BEGIN EXERCISE DATA
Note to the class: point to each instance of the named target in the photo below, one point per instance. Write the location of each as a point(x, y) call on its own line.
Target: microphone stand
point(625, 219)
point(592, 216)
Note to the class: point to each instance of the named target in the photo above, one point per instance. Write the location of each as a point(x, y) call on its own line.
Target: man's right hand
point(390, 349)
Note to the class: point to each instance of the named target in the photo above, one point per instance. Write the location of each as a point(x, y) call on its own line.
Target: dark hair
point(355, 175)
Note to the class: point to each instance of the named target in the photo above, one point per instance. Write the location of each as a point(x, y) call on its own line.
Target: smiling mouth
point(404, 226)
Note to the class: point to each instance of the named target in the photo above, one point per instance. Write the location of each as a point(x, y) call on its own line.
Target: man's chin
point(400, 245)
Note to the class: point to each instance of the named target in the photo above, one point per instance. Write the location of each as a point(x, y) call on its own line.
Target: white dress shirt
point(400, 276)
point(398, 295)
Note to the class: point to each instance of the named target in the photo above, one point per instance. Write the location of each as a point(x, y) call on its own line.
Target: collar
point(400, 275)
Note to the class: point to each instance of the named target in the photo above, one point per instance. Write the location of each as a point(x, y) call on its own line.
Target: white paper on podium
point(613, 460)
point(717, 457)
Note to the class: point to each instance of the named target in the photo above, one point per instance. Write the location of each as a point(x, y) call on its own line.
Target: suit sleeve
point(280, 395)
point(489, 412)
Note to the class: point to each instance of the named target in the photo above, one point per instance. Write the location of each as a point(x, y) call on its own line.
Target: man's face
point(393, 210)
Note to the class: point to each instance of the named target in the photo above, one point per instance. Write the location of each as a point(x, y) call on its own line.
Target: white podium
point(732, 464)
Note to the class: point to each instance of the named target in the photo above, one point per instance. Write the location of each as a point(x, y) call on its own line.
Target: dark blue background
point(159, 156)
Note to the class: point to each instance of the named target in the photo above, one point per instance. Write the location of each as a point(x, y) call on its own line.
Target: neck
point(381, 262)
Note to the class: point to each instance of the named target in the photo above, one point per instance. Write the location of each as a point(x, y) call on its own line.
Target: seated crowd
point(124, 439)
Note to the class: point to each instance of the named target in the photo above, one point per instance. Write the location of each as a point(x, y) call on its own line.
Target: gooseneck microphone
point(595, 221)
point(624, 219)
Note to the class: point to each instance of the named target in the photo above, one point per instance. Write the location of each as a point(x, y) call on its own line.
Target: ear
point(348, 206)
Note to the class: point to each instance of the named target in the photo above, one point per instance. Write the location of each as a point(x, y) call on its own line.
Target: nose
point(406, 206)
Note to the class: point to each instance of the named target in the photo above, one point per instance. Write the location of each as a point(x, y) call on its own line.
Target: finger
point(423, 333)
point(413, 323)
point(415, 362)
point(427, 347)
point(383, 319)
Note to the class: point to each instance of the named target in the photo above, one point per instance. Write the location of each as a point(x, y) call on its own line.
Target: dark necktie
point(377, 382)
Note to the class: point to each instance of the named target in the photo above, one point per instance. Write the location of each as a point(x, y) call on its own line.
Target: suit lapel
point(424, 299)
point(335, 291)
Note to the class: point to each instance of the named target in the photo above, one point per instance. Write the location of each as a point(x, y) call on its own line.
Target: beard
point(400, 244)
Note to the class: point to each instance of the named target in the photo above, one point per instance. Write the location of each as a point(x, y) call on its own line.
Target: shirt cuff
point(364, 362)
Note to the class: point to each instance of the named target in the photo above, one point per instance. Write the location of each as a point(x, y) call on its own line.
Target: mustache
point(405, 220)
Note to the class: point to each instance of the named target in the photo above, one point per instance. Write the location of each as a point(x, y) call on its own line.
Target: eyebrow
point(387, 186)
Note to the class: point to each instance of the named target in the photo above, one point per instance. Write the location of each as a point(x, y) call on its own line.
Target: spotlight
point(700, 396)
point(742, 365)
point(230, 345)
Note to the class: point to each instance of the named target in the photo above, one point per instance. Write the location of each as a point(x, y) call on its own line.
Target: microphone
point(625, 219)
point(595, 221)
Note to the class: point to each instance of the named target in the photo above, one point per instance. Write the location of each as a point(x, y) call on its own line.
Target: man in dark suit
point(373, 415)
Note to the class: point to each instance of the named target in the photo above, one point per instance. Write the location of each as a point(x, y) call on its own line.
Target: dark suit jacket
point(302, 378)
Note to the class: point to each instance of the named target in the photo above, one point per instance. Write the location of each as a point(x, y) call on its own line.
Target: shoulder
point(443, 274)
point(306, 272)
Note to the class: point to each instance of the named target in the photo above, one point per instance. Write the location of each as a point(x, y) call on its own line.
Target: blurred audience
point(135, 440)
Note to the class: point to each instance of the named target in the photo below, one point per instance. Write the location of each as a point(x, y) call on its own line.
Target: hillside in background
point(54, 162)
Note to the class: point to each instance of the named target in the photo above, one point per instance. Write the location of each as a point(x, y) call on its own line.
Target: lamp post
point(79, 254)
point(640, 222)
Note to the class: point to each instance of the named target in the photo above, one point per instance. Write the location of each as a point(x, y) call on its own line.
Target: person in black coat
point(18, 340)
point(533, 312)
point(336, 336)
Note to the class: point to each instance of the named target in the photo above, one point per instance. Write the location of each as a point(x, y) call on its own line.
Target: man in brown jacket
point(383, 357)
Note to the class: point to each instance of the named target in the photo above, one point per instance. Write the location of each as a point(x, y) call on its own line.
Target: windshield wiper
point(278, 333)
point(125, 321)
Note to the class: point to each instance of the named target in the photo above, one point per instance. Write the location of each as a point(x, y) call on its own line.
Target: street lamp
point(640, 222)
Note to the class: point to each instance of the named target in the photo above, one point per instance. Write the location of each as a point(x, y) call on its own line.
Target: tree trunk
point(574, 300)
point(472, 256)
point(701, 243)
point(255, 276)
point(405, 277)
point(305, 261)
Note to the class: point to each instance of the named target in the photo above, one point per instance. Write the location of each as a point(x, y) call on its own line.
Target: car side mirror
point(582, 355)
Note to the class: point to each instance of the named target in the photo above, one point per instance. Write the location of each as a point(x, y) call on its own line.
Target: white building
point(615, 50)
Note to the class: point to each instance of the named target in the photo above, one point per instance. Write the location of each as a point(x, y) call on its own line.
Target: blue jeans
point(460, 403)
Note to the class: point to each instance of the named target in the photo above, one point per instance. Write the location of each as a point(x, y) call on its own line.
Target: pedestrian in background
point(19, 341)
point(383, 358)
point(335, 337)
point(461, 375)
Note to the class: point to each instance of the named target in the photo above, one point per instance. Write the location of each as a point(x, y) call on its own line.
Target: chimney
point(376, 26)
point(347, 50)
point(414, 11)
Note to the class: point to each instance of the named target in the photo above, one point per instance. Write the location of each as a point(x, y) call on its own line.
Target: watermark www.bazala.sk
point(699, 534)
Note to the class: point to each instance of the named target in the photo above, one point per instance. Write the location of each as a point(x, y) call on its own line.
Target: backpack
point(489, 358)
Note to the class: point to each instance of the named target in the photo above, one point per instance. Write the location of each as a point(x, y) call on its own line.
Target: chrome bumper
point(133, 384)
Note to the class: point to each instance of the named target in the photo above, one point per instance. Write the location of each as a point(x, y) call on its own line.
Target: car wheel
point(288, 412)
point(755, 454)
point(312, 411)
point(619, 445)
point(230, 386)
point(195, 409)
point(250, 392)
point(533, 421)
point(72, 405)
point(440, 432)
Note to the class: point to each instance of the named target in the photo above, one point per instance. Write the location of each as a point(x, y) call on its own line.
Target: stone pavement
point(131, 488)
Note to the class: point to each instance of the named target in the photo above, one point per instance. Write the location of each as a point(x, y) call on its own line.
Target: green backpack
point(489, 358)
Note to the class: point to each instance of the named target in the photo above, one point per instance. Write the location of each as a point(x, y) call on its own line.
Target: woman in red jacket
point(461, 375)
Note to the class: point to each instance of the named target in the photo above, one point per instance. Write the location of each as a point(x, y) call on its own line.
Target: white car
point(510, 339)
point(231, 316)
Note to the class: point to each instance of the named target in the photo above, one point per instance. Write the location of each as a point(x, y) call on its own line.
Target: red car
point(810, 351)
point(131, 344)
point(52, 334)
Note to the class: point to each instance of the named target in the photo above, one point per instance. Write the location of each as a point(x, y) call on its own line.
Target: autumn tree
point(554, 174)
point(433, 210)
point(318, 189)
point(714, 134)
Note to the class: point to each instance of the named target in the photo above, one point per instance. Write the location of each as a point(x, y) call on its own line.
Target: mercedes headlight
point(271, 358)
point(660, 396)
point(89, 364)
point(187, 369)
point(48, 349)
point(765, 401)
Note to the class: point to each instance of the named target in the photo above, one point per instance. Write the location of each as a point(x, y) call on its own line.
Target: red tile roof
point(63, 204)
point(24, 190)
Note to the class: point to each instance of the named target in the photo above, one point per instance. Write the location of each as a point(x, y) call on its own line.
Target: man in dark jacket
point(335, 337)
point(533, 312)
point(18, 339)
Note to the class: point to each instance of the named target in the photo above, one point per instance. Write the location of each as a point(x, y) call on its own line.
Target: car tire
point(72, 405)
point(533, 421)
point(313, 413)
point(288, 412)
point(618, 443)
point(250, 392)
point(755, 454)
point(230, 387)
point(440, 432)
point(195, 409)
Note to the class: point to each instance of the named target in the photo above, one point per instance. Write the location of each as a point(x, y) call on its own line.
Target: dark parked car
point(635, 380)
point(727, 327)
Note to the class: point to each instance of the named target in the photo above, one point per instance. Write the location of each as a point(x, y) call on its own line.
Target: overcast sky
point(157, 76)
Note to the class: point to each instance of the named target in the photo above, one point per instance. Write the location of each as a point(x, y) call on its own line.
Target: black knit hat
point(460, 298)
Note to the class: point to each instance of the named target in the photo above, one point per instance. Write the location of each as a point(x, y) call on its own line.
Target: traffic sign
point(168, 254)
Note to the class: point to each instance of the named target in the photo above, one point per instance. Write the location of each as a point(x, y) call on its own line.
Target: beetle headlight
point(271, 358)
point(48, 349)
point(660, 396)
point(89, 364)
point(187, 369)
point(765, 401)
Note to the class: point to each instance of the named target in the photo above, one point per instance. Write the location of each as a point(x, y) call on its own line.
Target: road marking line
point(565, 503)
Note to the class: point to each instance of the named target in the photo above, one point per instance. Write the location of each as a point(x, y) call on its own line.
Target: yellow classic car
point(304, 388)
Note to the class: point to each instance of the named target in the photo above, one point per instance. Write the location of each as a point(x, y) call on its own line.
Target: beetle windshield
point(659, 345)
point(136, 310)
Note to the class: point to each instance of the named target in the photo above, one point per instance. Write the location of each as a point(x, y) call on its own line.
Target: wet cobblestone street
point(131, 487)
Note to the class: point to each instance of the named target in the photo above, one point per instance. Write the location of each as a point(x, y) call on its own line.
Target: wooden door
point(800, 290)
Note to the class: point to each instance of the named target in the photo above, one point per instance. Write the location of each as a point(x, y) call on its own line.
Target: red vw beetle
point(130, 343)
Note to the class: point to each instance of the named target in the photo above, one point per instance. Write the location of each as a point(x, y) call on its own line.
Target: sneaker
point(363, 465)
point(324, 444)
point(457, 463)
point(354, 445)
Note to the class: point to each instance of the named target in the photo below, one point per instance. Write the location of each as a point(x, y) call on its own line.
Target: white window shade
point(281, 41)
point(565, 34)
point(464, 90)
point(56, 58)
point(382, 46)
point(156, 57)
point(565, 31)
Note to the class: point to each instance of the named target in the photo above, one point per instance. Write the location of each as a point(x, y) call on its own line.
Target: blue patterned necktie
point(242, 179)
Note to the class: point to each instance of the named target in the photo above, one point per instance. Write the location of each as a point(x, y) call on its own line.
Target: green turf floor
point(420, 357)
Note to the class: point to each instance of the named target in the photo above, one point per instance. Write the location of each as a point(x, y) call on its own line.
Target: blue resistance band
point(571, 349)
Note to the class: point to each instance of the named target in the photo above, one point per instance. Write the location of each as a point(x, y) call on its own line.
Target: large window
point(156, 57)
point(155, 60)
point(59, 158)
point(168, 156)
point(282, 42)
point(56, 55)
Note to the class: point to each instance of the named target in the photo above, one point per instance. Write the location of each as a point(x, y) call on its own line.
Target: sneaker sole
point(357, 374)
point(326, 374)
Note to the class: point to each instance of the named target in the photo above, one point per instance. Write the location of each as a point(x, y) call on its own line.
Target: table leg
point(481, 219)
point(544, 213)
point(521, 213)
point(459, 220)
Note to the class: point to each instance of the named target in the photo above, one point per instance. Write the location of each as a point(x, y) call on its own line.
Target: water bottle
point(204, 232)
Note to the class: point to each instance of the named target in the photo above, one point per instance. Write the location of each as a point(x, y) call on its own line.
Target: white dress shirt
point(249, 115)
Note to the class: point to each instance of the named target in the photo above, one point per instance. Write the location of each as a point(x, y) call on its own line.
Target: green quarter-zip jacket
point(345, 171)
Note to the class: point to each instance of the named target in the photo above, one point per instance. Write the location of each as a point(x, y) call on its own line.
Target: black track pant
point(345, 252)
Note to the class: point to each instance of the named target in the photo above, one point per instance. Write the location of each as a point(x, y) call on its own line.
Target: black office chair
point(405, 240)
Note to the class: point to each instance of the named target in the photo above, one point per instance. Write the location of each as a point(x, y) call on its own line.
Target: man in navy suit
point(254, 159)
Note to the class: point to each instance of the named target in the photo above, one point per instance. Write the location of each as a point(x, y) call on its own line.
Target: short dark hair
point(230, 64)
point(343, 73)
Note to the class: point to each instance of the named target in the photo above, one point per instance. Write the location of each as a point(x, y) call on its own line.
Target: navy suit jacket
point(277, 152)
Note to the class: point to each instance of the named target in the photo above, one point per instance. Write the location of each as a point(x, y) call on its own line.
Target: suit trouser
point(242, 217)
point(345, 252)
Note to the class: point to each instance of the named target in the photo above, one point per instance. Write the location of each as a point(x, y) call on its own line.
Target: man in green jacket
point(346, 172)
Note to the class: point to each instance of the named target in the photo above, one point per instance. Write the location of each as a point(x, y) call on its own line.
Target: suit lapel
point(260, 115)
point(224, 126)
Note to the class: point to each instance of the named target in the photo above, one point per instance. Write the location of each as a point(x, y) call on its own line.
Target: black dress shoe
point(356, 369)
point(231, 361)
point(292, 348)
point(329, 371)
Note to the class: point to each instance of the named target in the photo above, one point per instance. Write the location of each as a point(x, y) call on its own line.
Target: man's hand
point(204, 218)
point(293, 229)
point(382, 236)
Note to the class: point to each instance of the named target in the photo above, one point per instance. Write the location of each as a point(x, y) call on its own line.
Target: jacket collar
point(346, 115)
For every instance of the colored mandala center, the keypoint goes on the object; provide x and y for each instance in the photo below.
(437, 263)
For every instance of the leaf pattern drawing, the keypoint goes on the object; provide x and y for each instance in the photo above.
END EXERCISE DATA
WORK TO COMPLETE>
Above are the records; copy exactly the lines from the one with "For every instance of the colored" through the final line.

FULL ANSWER>
For every instance of the colored mandala center, the keypoint goes on the object; provide x and y for each instance in the photo below.
(437, 263)
For every instance of the leaf pattern drawing, the keypoint goes on the object; provide x and y for each instance in the photo above.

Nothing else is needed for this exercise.